++++ MATERIAL SUPPLIED

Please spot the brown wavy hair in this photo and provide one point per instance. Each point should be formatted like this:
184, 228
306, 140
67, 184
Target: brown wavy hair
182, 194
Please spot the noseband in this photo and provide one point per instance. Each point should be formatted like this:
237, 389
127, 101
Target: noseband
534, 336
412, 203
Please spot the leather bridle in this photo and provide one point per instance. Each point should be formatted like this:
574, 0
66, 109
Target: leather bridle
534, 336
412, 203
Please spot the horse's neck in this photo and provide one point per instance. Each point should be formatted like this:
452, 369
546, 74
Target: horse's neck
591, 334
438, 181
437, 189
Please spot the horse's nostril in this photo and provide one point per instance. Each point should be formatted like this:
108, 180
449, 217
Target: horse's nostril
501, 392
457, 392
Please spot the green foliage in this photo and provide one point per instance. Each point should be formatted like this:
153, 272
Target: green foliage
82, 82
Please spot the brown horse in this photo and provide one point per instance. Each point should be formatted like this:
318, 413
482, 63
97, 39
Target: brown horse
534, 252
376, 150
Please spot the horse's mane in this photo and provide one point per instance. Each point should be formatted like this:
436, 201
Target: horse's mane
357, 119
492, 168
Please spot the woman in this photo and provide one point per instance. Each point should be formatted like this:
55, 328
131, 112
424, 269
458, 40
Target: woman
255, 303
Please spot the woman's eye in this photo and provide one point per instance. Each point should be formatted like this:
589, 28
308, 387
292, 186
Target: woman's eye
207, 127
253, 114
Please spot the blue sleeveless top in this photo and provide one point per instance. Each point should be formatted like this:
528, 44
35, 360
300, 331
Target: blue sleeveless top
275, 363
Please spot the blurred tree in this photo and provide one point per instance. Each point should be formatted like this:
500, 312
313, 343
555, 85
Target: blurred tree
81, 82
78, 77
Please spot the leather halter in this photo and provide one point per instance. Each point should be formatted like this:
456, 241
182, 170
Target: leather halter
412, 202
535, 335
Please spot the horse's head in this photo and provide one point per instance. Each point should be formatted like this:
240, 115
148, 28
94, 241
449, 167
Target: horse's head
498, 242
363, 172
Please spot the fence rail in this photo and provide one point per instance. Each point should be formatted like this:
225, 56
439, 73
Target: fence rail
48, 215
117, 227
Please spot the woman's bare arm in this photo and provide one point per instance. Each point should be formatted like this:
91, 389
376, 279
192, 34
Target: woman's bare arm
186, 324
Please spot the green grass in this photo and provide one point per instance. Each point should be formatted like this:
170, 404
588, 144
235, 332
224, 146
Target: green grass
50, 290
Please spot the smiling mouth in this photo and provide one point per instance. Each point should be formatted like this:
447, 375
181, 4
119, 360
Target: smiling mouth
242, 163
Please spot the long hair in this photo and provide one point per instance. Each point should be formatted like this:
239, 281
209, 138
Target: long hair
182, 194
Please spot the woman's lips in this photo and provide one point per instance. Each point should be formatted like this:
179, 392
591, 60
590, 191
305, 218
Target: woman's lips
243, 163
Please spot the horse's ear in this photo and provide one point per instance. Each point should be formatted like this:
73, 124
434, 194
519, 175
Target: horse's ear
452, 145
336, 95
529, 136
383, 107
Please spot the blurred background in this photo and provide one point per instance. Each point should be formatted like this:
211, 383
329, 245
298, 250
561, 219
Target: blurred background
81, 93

++++++++

## EXERCISE BRIEF
Rewrite the part of the items that opens with the line containing "Please spot the blurred background" and runs through the end of the items, changing every "blurred background" to "out-of-focus background" and leaving everything else as it is.

## TASK OUTPUT
Please spot the out-of-focus background in this photo and provide one point per instance. Each point should be formatted like this:
211, 383
329, 245
298, 250
561, 219
Target: out-of-focus background
81, 93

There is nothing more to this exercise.